Nanotechnology In Agriculture

Why in the news?

Indian Farmers Fertiliser Cooperative Limited (IFFCO) got the Fertiliser (Control) Order, 1985 (FCO) approval for Nano Zinc and Nano Copper liquids. 

More about the news

• These Nanofertilisers would help to address effectively the deficiency of micronutrients zinc and copper in agriculture.
  • Nano fertilisers are nutrients that are encapsulated within a nanomaterial in order to enable controlled release, and its subsequent slow diffusion into the soil.
• Significance of Zinc and copper micronutrients in agriculture:
  • Zinc: Enzyme functioning in plants, plant growth and development etc.
  • Copper: Enzymatic activities in plants and chlorophyll and seed production
• Earlier, IFFCO’s nano-liquid urea and nano-liquid Di-Ammonia Phosphate (DAP) were also approved under FCO.
  • FCO is administered by Dept. of Agriculture Cooperation under the Essential Commodities Act, 1955.

▬▬▬

## Check your understanding
(A) According to the nanotechnology in agriculture text, under which act is the Fertiliser (Control) Order administered?
(B) Continue the nanotechnology in agriculture text from the point where it stops.

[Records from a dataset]
▬▬▬

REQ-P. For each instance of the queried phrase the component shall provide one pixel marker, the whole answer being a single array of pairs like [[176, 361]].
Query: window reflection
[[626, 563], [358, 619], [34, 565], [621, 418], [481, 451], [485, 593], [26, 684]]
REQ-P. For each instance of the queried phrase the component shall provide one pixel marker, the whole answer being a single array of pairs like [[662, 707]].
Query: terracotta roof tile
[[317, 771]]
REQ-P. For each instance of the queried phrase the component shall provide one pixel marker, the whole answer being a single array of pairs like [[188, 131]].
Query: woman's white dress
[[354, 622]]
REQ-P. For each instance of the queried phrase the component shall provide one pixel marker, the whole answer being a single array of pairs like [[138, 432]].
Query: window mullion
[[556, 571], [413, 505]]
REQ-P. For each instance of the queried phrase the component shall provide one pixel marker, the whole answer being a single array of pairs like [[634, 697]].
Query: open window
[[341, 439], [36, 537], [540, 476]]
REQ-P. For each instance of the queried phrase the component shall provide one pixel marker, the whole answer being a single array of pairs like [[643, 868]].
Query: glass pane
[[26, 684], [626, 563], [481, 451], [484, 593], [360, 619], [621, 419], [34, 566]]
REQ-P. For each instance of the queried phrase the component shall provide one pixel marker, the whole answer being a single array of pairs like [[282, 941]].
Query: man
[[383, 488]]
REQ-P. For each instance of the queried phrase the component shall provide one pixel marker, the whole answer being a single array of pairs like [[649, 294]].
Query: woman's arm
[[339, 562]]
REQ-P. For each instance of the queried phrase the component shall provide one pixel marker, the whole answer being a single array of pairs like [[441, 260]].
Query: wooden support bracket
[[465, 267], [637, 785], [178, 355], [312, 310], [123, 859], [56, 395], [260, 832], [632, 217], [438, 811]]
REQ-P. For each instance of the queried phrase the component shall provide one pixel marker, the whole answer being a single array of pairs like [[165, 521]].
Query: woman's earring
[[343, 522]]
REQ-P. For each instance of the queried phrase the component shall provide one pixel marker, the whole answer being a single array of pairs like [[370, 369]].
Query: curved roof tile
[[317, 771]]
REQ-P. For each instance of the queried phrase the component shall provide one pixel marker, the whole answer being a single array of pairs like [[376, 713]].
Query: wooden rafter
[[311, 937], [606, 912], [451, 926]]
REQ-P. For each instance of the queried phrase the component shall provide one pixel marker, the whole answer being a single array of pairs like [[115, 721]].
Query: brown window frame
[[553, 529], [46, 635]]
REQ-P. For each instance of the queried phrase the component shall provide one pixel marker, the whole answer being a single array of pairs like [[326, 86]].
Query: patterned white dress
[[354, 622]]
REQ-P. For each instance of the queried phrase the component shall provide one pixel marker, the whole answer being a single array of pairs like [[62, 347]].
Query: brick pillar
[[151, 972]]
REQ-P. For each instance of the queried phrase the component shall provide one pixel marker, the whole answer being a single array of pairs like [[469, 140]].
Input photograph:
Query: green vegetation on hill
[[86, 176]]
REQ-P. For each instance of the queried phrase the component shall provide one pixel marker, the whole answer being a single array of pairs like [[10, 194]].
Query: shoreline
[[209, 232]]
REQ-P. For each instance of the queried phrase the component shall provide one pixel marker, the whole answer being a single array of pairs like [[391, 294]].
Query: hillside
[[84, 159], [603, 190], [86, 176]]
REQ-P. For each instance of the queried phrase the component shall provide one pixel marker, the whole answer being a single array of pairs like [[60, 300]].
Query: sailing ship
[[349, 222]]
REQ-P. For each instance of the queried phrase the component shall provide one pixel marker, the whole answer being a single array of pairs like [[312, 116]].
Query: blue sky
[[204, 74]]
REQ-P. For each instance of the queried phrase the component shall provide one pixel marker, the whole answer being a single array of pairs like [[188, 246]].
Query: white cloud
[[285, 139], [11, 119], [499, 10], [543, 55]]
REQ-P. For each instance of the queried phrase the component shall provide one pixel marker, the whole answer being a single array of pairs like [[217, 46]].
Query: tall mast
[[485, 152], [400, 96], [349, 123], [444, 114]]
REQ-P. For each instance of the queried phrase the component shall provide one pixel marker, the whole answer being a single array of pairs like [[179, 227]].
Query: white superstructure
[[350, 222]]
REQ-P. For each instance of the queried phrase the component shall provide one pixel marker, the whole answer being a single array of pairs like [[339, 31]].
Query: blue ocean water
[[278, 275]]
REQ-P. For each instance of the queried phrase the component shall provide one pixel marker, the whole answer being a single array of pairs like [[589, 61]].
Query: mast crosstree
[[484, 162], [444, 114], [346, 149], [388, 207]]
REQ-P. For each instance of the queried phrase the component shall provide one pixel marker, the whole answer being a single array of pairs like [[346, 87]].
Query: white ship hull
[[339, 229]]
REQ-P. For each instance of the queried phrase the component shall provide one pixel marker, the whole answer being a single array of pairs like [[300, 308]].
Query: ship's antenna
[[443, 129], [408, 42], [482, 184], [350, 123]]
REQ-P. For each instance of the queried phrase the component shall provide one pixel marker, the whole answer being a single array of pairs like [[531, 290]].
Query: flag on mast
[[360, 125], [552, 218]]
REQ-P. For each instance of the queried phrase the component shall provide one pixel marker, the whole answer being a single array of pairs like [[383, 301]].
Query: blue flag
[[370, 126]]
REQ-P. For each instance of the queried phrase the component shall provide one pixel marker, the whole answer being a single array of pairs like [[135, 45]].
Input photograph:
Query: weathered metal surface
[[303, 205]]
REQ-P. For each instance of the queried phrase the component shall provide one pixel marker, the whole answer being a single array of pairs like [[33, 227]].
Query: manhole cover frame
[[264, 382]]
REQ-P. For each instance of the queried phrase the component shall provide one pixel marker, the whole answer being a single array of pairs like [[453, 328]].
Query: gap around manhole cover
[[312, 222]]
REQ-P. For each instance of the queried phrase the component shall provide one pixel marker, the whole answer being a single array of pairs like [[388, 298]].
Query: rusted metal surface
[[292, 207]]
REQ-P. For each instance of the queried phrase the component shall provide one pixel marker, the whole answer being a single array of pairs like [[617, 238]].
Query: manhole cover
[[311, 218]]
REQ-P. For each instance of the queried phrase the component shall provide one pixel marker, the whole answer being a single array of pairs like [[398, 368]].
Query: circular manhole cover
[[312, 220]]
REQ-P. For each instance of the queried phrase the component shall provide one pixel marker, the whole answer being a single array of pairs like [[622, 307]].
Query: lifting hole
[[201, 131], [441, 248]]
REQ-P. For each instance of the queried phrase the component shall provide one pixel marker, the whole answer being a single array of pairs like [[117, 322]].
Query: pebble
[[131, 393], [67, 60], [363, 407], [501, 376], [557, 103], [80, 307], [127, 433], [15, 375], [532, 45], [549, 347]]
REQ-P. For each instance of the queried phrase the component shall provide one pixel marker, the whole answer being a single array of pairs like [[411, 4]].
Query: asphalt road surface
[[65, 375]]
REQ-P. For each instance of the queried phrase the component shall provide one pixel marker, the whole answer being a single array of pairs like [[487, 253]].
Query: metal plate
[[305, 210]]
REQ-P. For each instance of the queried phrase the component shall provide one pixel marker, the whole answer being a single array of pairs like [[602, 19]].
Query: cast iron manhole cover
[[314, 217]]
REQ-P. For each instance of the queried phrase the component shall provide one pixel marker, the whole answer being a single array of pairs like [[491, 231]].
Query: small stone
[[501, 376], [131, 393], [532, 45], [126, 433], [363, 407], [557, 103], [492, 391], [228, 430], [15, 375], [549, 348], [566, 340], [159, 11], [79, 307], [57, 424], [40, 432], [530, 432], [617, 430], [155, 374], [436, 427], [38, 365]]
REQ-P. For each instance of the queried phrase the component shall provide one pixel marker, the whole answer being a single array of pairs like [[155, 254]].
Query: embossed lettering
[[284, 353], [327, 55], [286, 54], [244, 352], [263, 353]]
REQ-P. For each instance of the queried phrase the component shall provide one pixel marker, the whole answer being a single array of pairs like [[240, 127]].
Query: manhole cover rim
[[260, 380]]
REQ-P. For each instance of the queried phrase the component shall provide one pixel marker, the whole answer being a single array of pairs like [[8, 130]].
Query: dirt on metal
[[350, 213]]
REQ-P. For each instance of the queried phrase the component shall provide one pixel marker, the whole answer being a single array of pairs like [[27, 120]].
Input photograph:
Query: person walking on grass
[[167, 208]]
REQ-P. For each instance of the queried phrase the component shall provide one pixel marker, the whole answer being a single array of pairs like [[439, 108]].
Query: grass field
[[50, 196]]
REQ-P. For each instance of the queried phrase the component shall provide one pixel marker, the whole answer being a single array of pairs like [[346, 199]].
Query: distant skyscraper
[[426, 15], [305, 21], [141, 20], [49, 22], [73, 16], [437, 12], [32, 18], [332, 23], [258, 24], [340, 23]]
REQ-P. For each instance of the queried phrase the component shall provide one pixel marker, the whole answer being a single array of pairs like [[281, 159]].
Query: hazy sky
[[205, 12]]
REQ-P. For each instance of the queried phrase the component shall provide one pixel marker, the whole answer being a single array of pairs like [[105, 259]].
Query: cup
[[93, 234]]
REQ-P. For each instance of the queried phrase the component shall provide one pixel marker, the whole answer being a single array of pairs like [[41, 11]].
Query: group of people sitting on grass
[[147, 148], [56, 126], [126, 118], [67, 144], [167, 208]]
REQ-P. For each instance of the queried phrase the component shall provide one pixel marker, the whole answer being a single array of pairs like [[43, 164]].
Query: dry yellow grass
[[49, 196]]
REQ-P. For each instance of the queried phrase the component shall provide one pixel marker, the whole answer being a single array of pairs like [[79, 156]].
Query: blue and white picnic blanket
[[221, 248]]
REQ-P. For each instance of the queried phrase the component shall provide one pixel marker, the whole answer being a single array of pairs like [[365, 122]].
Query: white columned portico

▬▬▬

## Per-task answers
(A) The Essential Commodities Act, 1955.

(B)
  • It lays down as to what substances qualify for use as fertilizers in the soil, procedure for obtaining license, etc.
• The approval of these nano fertilizers highlights the increasing use of nanotechnology in agriculture.

About Nanotechnology

• Nanotechnology involves working with materials and devices at the nanoscale, typically ranging from 1 to 100 nm in size.
• Need of Nanotechnology in Indian Agriculture 
  • Indian agriculture fatigued after the Green Revolution: Nutrient use efficiency has declined, and crops are not responding to added nutrients such as fertilisers.
  • Environmental Damage: The unbalanced and non-judicious application of fertilizers has caused damage to croplands and natural water bodies. 
    • E.g., excessive use of subsidized urea disrupts groundwater, causes eutrophication, and deteriorates soil health.
  • Food and Nutritional Security Challenges: Achieving food security amidst climate change is challenging, with multi-nutrient deficiencies in Indian soils, requiring an efficient input delivery and management system.
  • Overcoming other issues in Indian agriculture: Such as pests and diseases causing substantial crop losses, shortage of water and post-harvest due to spoilage. 

Applications of Nanotechnology in Agriculture

• Nanofertilizers: They can enhance nutrient uptake by plants with 90-100% utilization efficiency, improving crop yields.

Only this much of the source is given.